* _Short exercise_: Reproduce the following material verbatim, every line.

* _Given data_:
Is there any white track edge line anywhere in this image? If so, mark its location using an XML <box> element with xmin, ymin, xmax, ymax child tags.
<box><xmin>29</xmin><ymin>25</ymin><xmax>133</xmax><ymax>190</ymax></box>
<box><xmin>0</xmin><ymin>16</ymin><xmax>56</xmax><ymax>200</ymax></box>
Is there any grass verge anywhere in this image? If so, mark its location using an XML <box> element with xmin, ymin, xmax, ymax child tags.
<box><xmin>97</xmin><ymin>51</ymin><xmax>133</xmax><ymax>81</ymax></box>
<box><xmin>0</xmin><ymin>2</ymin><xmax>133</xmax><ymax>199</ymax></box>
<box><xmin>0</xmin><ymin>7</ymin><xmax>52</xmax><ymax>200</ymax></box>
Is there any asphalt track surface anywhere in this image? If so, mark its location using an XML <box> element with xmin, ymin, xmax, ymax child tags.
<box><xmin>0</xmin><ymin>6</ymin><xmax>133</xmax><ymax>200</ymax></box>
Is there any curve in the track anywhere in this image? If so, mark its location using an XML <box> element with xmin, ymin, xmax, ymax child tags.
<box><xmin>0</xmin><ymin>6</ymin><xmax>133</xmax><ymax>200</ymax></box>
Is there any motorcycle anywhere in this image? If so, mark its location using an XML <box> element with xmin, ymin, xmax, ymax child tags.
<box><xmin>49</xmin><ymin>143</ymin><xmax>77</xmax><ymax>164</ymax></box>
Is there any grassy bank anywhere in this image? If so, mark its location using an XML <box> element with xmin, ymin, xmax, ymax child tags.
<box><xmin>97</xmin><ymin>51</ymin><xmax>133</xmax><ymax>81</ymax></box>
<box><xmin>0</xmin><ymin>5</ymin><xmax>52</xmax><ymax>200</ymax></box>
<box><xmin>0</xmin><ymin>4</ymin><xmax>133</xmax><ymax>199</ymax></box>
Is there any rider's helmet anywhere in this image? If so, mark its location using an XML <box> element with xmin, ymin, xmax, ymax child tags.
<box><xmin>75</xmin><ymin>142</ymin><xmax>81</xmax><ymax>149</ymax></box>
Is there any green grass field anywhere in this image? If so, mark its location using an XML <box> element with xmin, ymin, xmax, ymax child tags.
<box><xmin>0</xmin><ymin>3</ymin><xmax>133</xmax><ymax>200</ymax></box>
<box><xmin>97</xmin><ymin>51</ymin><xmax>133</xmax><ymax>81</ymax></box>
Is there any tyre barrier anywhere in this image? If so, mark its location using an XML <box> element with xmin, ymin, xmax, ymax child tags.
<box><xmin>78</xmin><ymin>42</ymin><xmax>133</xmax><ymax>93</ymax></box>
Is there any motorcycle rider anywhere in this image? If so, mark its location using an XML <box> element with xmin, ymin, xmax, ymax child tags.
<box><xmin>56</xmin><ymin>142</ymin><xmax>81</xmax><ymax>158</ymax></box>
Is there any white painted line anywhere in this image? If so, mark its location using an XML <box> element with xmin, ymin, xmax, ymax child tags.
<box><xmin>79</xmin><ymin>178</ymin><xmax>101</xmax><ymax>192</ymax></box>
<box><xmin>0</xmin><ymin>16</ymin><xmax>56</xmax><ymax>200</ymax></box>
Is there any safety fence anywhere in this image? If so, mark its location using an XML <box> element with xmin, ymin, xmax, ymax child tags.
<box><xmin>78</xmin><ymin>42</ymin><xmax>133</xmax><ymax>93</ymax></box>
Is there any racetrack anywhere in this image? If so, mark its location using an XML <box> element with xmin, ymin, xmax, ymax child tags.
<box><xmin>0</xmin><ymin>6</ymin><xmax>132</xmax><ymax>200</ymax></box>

* _Answer below_:
Is there any white track edge line anywhere in this image? If so, mark its location using an XML <box> element with xmin, ymin, xmax, ymax child tags.
<box><xmin>29</xmin><ymin>25</ymin><xmax>133</xmax><ymax>190</ymax></box>
<box><xmin>0</xmin><ymin>16</ymin><xmax>56</xmax><ymax>200</ymax></box>
Is there any grass verge anywhere in this image? If so, mark its location using an XML <box> element with xmin, ymin, xmax, ymax child tags.
<box><xmin>97</xmin><ymin>51</ymin><xmax>133</xmax><ymax>81</ymax></box>
<box><xmin>0</xmin><ymin>2</ymin><xmax>133</xmax><ymax>199</ymax></box>
<box><xmin>0</xmin><ymin>7</ymin><xmax>52</xmax><ymax>200</ymax></box>
Is there any asphalt track surface anywhere in this image? If so, mark its location using an XML <box> element with xmin, ymin, xmax, ymax child tags.
<box><xmin>0</xmin><ymin>6</ymin><xmax>133</xmax><ymax>200</ymax></box>
Is there any curve in the track anywhere in this image? If so, mark its location using an XML <box> element with xmin, ymin, xmax, ymax child tags.
<box><xmin>0</xmin><ymin>6</ymin><xmax>133</xmax><ymax>200</ymax></box>
Is there any motorcycle anywhere in this image? If so, mark its location using an XML <box> element with xmin, ymin, xmax, ymax child tags.
<box><xmin>49</xmin><ymin>143</ymin><xmax>77</xmax><ymax>164</ymax></box>
Is there any grassy bank anywhere in this image? If so, mark its location using an XML <box> element with xmin, ymin, xmax, ymax child tags.
<box><xmin>97</xmin><ymin>51</ymin><xmax>133</xmax><ymax>81</ymax></box>
<box><xmin>0</xmin><ymin>5</ymin><xmax>52</xmax><ymax>200</ymax></box>
<box><xmin>0</xmin><ymin>4</ymin><xmax>133</xmax><ymax>199</ymax></box>
Is there any rider's helmet anywhere in this image? If so, mark its location using an XML <box> element with xmin, ymin, xmax, ymax child tags.
<box><xmin>75</xmin><ymin>142</ymin><xmax>81</xmax><ymax>149</ymax></box>
Is there any green grass field anywhere in this image? If so, mark its location using an XML <box> element with xmin, ymin, xmax, ymax child tags.
<box><xmin>0</xmin><ymin>3</ymin><xmax>133</xmax><ymax>200</ymax></box>
<box><xmin>97</xmin><ymin>51</ymin><xmax>133</xmax><ymax>81</ymax></box>
Is there any tyre barrier anywhere in this image? If so, mark its location using an XML <box> element with xmin, ymin, xmax, ymax child tags.
<box><xmin>78</xmin><ymin>42</ymin><xmax>133</xmax><ymax>93</ymax></box>
Is there any motorcycle rider anywhere in this image? If so, mark its location using an XML <box> element with xmin, ymin, xmax, ymax child tags.
<box><xmin>56</xmin><ymin>142</ymin><xmax>81</xmax><ymax>158</ymax></box>
Is there any white painted line anywhere in this image? If so, mark its location using an XML <box> element with xmin, ymin, xmax, ymax child tags.
<box><xmin>79</xmin><ymin>178</ymin><xmax>101</xmax><ymax>192</ymax></box>
<box><xmin>0</xmin><ymin>16</ymin><xmax>56</xmax><ymax>200</ymax></box>
Is there any safety fence anywhere in this image? If so, mark its location using an XML <box> element with xmin, ymin, xmax, ymax child tags.
<box><xmin>78</xmin><ymin>42</ymin><xmax>133</xmax><ymax>93</ymax></box>
Is there any racetrack anywhere in this image? If so, mark its location using an XML <box> element with xmin, ymin, xmax, ymax child tags.
<box><xmin>0</xmin><ymin>6</ymin><xmax>132</xmax><ymax>200</ymax></box>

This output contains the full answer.